Convert every line of the material into a numbered list, skipping blank lines and omitting the pictures.

Material for bounding box labeling:
==*==
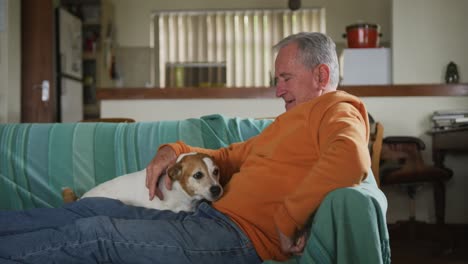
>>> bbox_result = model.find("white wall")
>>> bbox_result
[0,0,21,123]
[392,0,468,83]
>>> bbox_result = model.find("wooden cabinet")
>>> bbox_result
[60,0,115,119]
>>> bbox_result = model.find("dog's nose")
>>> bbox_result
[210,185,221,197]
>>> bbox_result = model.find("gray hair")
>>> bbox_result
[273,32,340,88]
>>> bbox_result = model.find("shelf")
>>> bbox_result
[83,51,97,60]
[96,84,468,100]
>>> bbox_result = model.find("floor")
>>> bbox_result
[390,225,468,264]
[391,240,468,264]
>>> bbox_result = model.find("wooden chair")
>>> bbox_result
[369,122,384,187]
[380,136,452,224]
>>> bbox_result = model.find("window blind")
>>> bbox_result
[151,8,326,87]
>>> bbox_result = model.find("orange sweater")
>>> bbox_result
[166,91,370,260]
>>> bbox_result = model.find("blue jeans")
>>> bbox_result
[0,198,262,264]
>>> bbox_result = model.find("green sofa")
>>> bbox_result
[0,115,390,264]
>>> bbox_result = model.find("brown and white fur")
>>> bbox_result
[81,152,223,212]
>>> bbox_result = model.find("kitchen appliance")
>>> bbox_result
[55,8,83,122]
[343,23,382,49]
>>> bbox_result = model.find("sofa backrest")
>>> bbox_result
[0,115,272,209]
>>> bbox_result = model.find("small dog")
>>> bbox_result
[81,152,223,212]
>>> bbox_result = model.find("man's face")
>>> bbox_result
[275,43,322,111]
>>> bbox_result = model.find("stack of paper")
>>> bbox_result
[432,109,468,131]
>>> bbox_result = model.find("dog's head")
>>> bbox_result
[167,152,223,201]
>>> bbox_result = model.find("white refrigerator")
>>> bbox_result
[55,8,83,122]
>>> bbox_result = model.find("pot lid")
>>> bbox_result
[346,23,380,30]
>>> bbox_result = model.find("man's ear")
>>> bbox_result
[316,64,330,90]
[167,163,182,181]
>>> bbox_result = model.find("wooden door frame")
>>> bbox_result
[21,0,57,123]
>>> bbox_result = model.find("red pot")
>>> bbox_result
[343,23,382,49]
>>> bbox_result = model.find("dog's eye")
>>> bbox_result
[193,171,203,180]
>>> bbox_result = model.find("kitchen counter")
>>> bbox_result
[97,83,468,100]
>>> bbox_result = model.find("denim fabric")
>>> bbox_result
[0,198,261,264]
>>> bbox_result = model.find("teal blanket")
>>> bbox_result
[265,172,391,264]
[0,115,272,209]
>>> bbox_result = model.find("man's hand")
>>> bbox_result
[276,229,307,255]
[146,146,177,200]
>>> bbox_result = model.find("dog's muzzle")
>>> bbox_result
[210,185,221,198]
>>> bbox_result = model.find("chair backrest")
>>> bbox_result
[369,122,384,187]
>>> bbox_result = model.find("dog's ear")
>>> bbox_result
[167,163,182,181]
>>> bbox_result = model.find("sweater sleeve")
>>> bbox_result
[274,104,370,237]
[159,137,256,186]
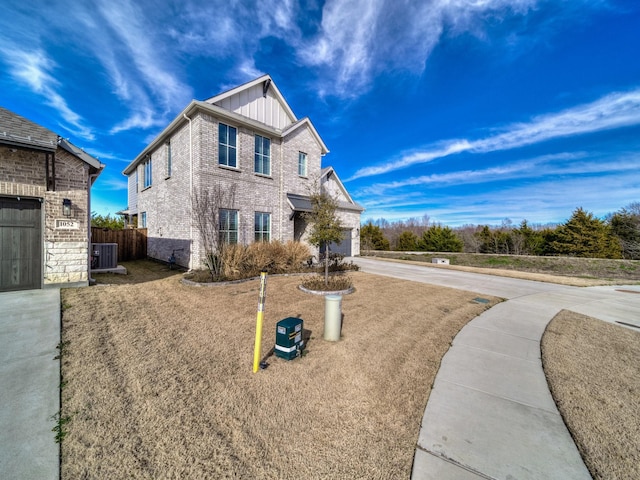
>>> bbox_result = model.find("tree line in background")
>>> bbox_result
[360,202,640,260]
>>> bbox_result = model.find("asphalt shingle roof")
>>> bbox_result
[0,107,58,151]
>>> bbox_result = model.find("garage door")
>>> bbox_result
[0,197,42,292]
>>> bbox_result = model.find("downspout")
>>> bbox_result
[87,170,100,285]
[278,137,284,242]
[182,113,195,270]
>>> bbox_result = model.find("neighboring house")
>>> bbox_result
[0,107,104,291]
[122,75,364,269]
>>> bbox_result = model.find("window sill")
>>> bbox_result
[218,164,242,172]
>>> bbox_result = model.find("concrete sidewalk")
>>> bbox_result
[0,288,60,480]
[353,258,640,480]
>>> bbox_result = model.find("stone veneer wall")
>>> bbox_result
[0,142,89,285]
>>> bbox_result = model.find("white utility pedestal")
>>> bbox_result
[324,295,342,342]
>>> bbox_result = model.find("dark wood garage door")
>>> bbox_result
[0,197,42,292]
==*==
**Response to this task**
1. >>> bbox_result = model.find("white wall")
2. >>> bbox_result
3. [0,0,21,123]
4. [392,0,468,83]
5. >>> bbox_result = model.find("wooden cabinet")
6. >>> bbox_result
7. [60,0,115,119]
8. >>> bbox_result = model.find("dog's nose")
9. >>> bbox_result
10. [210,185,221,197]
11. >>> bbox_result = model.find("gray hair")
12. >>> bbox_result
13. [273,32,340,88]
14. >>> bbox_result = model.find("shelf")
15. >>> bbox_result
16. [83,51,97,60]
17. [96,84,468,100]
18. >>> bbox_result = model.find("floor")
19. >>> bbox_result
20. [390,225,468,264]
21. [391,240,468,264]
22. >>> bbox_result = model.find("wooden chair")
23. >>> bbox_result
24. [369,122,384,187]
25. [380,136,452,224]
26. >>> bbox_result = model.find("window blind")
27. >>> bbox_result
28. [151,8,326,87]
29. >>> bbox_result = model.find("orange sweater")
30. >>> bbox_result
31. [166,91,370,260]
32. >>> bbox_result = model.find("blue jeans")
33. >>> bbox_result
34. [0,198,262,264]
35. >>> bbox_result = model.find("green sofa")
36. >>> bbox_result
37. [0,115,390,264]
38. >>> bbox_result = model.find("brown and white fur")
39. >>> bbox_result
40. [81,152,223,212]
41. >>> bbox_result = model.find("kitchen appliance")
42. >>> bbox_result
43. [55,8,83,122]
44. [343,23,382,49]
45. >>> bbox_result = model.find("sofa backrest")
46. >>> bbox_result
47. [0,115,272,209]
48. >>> bbox_result = model.find("small dog")
49. >>> bbox_result
50. [81,152,223,212]
51. >>> bbox_result = model.find("man's face")
52. >>> bbox_result
53. [275,43,322,111]
54. >>> bbox_result = model.find("stack of paper")
55. >>> bbox_result
56. [432,109,468,131]
57. >>> bbox_result = model.find("dog's head")
58. >>> bbox_result
59. [167,152,223,201]
60. >>> bbox_result = model.find("white refrigerator")
61. >>> bbox_result
62. [55,8,83,122]
63. >>> bbox_result = model.find("pot lid")
64. >>> bbox_result
65. [346,23,380,30]
66. >>> bbox_result = model.find("man's ear")
67. >>> bbox_result
68. [316,64,330,90]
69. [167,163,182,181]
70. >>> bbox_result = model.find("wooden door frame")
71. >>> bbox_result
72. [21,0,57,123]
73. >>> bbox_result = model.find("red pot")
74. >>> bbox_result
75. [343,23,382,49]
76. >>> bbox_result = model.find("dog's eye")
77. >>> bbox_result
78. [193,171,203,180]
79. >>> bbox_result = model.find("kitchen counter")
80. >>> bbox_result
81. [97,83,468,100]
82. >>> bbox_result = model.find("denim fabric")
83. >>> bbox_result
84. [0,198,261,264]
85. >>> bbox_result = model.find("teal blanket")
86. >>> bbox_result
87. [265,172,391,264]
88. [0,115,272,209]
89. >>> bbox_result = model.find("man's hand")
90. >>> bbox_result
91. [276,229,307,255]
92. [146,146,177,200]
93. >>> bbox_result = model.find("dog's muzzle")
94. >>> bbox_result
95. [210,185,221,198]
96. >>> bbox_result = model.find("chair backrest")
97. >>> bbox_result
98. [369,122,384,187]
99. >>> bbox_result = model.find("dog's ear")
100. >>> bbox_result
101. [167,163,182,181]
102. >>> bbox_result = model.find("sweater sleeve")
103. >>> bbox_result
104. [274,104,370,237]
105. [159,137,256,186]
106. >>> bbox_result = model.find("tree line in background")
107. >>> bbox_result
108. [360,202,640,260]
109. >>> bbox_result = model.find("asphalt shingle roof")
110. >>> bbox_result
111. [0,107,58,151]
112. >>> bbox_result = model.find("garage door")
113. >>> bbox_result
114. [0,197,42,292]
115. >>> bbox_result = model.find("downspout")
116. >>> bbox_result
117. [87,170,100,285]
118. [278,137,284,242]
119. [182,113,195,270]
120. >>> bbox_result = model.find("neighboring house")
121. >>> bbox_result
122. [0,107,104,291]
123. [122,75,364,269]
124. >>> bbox_result = model.find("window sill")
125. >>> bbox_result
126. [218,164,242,172]
127. >>> bbox_result = model.find("concrete sidewalk")
128. >>> bbox_result
129. [0,288,60,480]
130. [353,258,640,480]
131. >>> bbox_result = model.find("stone veneer wall")
132. >>> bbox_result
133. [0,142,89,285]
134. >>> bbox_result = model.find("white utility pedestal")
135. >>> bbox_result
136. [324,295,342,342]
137. >>> bbox_result = model.find("dark wood garage door")
138. >>> bbox_result
139. [0,197,42,292]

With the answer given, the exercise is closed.